** Problem to solve **
Rewrite each of the items below with "white framed window" replaced by "window with a white frame" and all else unchanged. Leave the pictures out.

** Source data **
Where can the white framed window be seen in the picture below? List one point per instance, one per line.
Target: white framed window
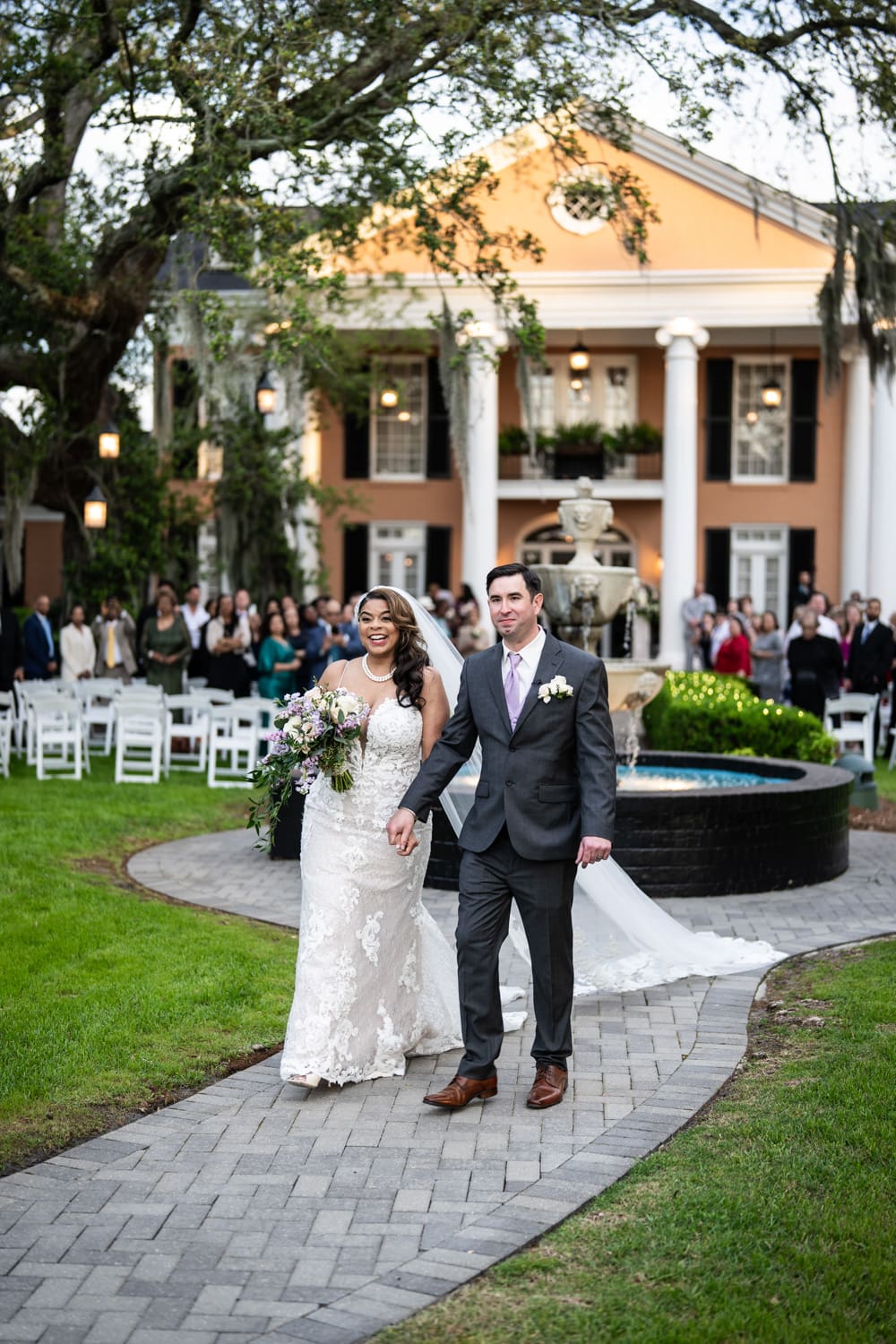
(761, 435)
(759, 566)
(610, 392)
(581, 202)
(398, 556)
(398, 433)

** Result for this task **
Where can the window with a white frame be seen in the picture below? List one point per instance, one per line.
Target: window with a white frame
(761, 435)
(759, 566)
(610, 392)
(581, 202)
(398, 556)
(398, 433)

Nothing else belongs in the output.